[TEXT PROVIDED — start]
BF: What’s the ultimate goal of the video? Is this video intended to poke fun, educate or both? Is it like a PSA for white girls to give us the heads up that we need to stop saying stuff like this? (Yeah, I’m listening. Eeeek.)
It's definitely both. I love comedy but I think it's more of a challenge and more impactful to make videos with a message. For example, I did a video for national HIV testing day where I dressed up as Lil Wayne and rapped about the importance of safe sex and a talking Barbie video (tied in with Nicki Minaj for relevancy sake) about the sexualized nature of girl's toys. Did the YouTube audience always get it? No. People called me a hater and this and a that, but most of my subscribers got it. So that's how I feel about this video. Yes, I wanted it to be funny and yes, I wanted it to go viral. But I wanted to do something that was different and also made a sensitive topic into something we could talk about.
JZ: Have you been surprised by the response, both positive and negative? What do you have to say to the haters?
I've been really surprised. I had no idea it was grow so quickly. I posted around 6 am after a sleepless night filled with editing and computer issues. I didn't expect to get to work and have over 500 emails and even more Twitter mentions. It's been crazy. To quote my next video "S*** Black Girls say when people accuse them of being racist", "Excuse me? My fiancée is white!"
JZ: What’s the fine line (if there is one) between educating a misguided soul to the ways of awesome black woman-ness, and ignoring an underlying racist comment? How have you managed this in the past?
There's a very fine line. You have to be so careful because more often than not, people just don't know that what they're saying is offensive. And in some ways, you can't really fault them for that. Most of the times those cringe worthy comments are from people I know, love and respect. Should I be mad at them for being sheltered? No. Should I be annoyed when they violate social norms and put their hands on my head? Yes. For me, I try to keep things in perspective and examine the context before I choose how to react.
[TEXT PROVIDED — finish]
[DATA BLOCK — start]
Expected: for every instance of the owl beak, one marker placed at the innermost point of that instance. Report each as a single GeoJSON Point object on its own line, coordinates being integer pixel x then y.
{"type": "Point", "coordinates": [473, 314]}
[DATA BLOCK — finish]
**PROMPT 1:** Reproduce the part of the interview that begins at the words "It's definitely both." and stops after the words "to the haters?".
**PROMPT 2:** In the interview, whom did the interviewee dress up as for the national HIV testing day video?
**PROMPT 3:** Pick up the interview about the video after its last sentence and continue it.
The material isn't needed for any of this.

**ANSWER AREA 1:**
It's definitely both. I love comedy but I think it's more of a challenge and more impactful to make videos with a message. For example, I did a video for national HIV testing day where I dressed up as Lil Wayne and rapped about the importance of safe sex and a talking Barbie video (tied in with Nicki Minaj for relevancy sake) about the sexualized nature of girl's toys. Did the YouTube audience always get it? No. People called me a hater and this and a that, but most of my subscribers got it. So that's how I feel about this video. Yes, I wanted it to be funny and yes, I wanted it to go viral. But I wanted to do something that was different and also made a sensitive topic into something we could talk about.
JZ: Have you been surprised by the response, both positive and negative? What do you have to say to the haters?

**ANSWER AREA 2:** Lil Wayne.

**ANSWER AREA 3:**
Over the years I've found that it's easiest to use comedy to diffuse some of those awkward moments. If it's a friend assuming my hair is a weave, I explain that it's not and that contrary to popular belief, it's possible for black women to have naturally long hair. Or, on the extreme end, if someone starts telling N-word jokes around me (which has happened before) I shut them down immediately. I explain that word makes everyone sound ignorant and that black people's use does not give them a pass.
When it comes to strangers I'm not as forgiving because it's just plain rude no matter how you look at it. I usually end up rolling my eyes (way to perpetuate those stereotypes Fran!) and walking away. Maybe next time I'll give them my card and direct them to watch "S*** white girls say..."
JZ: Have you noticed your YouTube audience’s evolving education re: race? How can we continue this dialogue?
I've gotten some awesome comments from viewers saying they saw themselves in my video and are going to make a more conscious effort to choose their words carefully when discussing race with their friends. On the other side of that, I've gotten countless comments from black women and men who've had these things said to them and felt like they were the only ones going through it. Many of them said they were excited to show the video to their white friends and use it as a conversation starter. So I think if any of the topics in the video resonate with you, no matter what side you're on, you should see it as way to educate yourself on how you speak to other people and how you express your feelings when you feel uncomfortable with something someone has said. The best way to continue that dialogue is to just try to be open minded and accepting because race is a super touchy subject, especially when friends are involved.